■ **Stored data entries**
* * *
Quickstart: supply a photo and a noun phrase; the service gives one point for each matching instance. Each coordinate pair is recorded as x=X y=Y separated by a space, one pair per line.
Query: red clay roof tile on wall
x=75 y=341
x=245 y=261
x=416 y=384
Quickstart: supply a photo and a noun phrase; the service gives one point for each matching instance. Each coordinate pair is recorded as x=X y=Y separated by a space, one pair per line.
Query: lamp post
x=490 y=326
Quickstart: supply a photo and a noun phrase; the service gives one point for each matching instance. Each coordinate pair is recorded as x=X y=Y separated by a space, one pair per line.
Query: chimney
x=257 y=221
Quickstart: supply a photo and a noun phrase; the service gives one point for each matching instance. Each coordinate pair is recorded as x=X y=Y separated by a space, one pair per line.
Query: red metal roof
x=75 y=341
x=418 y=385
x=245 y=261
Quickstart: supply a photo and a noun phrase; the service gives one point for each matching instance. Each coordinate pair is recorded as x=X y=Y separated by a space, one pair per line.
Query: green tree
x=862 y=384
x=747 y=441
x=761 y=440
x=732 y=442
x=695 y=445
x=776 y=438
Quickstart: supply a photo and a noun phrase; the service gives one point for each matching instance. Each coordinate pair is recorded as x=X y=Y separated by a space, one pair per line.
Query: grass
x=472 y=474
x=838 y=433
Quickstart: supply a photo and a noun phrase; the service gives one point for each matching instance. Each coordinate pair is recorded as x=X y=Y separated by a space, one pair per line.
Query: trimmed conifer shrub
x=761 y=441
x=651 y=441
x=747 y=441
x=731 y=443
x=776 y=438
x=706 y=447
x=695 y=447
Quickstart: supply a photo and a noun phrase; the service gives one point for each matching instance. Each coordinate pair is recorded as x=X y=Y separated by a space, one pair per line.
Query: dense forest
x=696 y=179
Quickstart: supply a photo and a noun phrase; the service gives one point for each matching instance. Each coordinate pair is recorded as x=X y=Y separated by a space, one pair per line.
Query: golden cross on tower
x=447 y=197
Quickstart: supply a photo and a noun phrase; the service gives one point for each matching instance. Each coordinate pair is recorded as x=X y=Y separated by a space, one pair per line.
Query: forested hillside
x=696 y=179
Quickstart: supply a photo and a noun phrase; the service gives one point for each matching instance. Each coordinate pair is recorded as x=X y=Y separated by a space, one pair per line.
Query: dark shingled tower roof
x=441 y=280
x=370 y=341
* * *
Repeat all of the data shown above, exactly as it appears.

■ **Task output**
Quickstart: supply a photo and a noun phrase; the service gives one point for each matching instance. Each coordinate pair is recorded as x=X y=Y separated by a space, one pair per line.
Query: red clay roof tile on wall
x=75 y=341
x=245 y=261
x=416 y=384
Quickstart: supply a photo and a noun phrase; the service gives one point for each matching instance. Each coordinate pair is recorded as x=X y=Y separated by a space, one pair per line.
Query: lamp post
x=490 y=326
Quickstart: supply a photo and a noun phrase; the service gives one point for each matching instance. Each coordinate pair is recorded as x=X y=Y separated by a space, one pair per line.
Query: chimney
x=257 y=221
Quickstart: supply a photo and a noun phrase; the service gives one point for each matching instance. Each coordinate pair is recorded as x=X y=Y separated by a space, one pair per line.
Query: red metal roof
x=75 y=341
x=418 y=385
x=245 y=261
Quickstart: supply a photo and a noun phrase; the service gives one point for each matching instance. Each coordinate pair is recorded as x=X y=Y separated by a space, one pair per line.
Query: green tree
x=862 y=384
x=747 y=441
x=761 y=440
x=732 y=442
x=695 y=445
x=776 y=438
Quickstart: supply a photo and a noun phrase; the service gives one point for each matching instance. Each coordinate pair is recorded as x=X y=Y separated by a space, one pair per line.
Query: grass
x=472 y=474
x=838 y=433
Quickstart: supply a photo and a noun phrase; the service gives one point for each matching instance. Each coordinate pair is recorded as x=X y=Y separated by a space, one pair per line.
Query: trimmed conifer shrub
x=761 y=441
x=651 y=441
x=747 y=441
x=731 y=443
x=776 y=438
x=706 y=447
x=695 y=447
Quickstart: supply a photo and a noun phrase; the service gives one point for each matching instance. Each coordinate pair is recorded as x=X y=Y separated by a space, one pair per line.
Query: dense forest
x=696 y=179
Quickstart: supply a photo and a noun phrase; the service gives one point for each matching instance. Each coordinate pair is recorded as x=X y=Y separated by a space, one pair per line.
Query: golden cross on tower
x=447 y=197
Quickstart: supply a photo and a noun phrase; the service gives one point for each matching instance. Each coordinate pair is recorded as x=X y=Y separated by a space, one pair per line.
Query: forested hillside
x=696 y=179
Quickstart: supply a photo and a noun phrase; the service gives one point for each matching instance. Each coordinate pair is recorded as x=X y=Y separated by a space, one pair per line.
Query: dark shingled tower roof
x=441 y=280
x=370 y=341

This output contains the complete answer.